▶ **TEXT SHOWN**
......
Use unpack to extract fixed-width fields .

Fixed-width text data:

X123-S000001324700000199 SFG-AT000000010200009099 Y811-Q000010030000000033

is still widely used in many data processing applications. The obvious way to extract this kind of data is with Perl's built-in substr function. But the resulting code is unwieldy and surprisingly slow:


# Specify field locations...
Readonly my %FIELD_POS => (ident=>0,  sales=>6,   price=>16);
Readonly my %FIELD_LEN => (ident=>6,  sales=>10,  price=>8);
# Grab each line/record...
while (my $record = <$sales_data>) {
# Extract each field...
my $ident = substr($record, $FIELD_POS{ident}, $FIELD_LEN{ident});
my $sales = substr($record, $FIELD_POS{sales}, $FIELD_LEN{sales});
my $price = substr($record, $FIELD_POS{price}, $FIELD_LEN{price});
# Append each record, translating ID codes and
# normalizing sales (which are stored in 1000s)...
push @sales, {
ident => translate_ID($ident),
sales => $sales * 1000,
price => $price,
};
}

Using regexes to capture the various fields produces slightly cleaner code, but the matches are still not optimally fast:


# Specify order and lengths of fields...
Readonly my $RECORD_LAYOUT
=> qr/\A (.{6}) (.{10}) (.{8}) /xms;
# Grab each line/record...
while (my $record = <$sales_data>) {
# Extract all fields...
my ($ident, $sales, $price)
......
▶ **INPUT DATA**
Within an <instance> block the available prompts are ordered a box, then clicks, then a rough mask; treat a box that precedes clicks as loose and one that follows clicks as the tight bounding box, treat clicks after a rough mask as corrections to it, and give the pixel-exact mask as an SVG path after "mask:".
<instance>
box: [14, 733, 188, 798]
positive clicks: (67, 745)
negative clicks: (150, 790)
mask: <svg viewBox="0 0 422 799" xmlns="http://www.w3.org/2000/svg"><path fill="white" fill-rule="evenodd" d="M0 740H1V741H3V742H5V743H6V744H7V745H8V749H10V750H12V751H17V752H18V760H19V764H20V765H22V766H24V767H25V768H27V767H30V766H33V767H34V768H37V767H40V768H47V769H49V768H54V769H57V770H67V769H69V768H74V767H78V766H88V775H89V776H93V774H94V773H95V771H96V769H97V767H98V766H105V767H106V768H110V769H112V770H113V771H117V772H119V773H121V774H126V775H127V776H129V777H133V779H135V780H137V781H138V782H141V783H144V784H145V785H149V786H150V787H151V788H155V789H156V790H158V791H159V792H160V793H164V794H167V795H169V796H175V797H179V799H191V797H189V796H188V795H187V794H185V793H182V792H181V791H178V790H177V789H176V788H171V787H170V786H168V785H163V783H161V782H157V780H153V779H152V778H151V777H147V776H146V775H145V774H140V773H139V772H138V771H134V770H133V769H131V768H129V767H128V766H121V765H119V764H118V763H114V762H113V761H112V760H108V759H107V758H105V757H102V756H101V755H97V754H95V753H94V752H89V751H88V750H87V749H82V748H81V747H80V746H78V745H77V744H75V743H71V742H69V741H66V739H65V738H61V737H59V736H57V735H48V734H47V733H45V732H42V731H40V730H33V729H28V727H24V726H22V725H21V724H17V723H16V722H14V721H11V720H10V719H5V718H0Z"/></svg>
......
Carry on the text above about extracting fixed-width fields in Perl (not the data) from the point where it stops.

= $record =~ m/ $RECORD_LAYOUT /xms;
# Append each record, translating ID codes and
# normalizing sales (which are stored in 1000s)...
push @sales, {
ident => translate_ID($ident),
sales => $sales * 1000,
price => $price,
};
}

The built-in unpack function is optimized for this kind of task. In particular, a series of 'A' specifiers can be used to extract a sequence of multicharacter substrings:


# Specify order and lengths of fields
... Readonly my $RECORD_LAYOUT => 'A6 A10 A8';
# 6 ASCII, then 10 ASCII, then 8 ASCII
# Grab each line/record
... while (my $record = <$sales_data>) {
# Extract all fields...
my ($ident, $sales, $price) = unpack $RECORD_LAYOUT, $record;
# Append each record, translating ID codes and
# normalizing sales (which are stored in 1000s)
... push @sales, { ident => translate_ID($ident), sales => $sales * 1000, price => $price, }; }

Some fixed-width formats insert one or more empty columns between the fields of each record, to make the resulting data more readable to humans. For example:

X123-S  0000013247  00000199
SFG-AT  0000000102  00009099
Y811-Q  0000100300  00000033

When extracting fields from such data, you should use the '@' specifier to tell unpack where each field starts. For example:


# Specify order and lengths of fields
... Readonly my $RECORD_LAYOUT => '@0 A6 @8 A10 @20 A8';
# At column zero extract 6 ASCII chars
# then at column 8 extract 10,
# then at column 20 extract 8.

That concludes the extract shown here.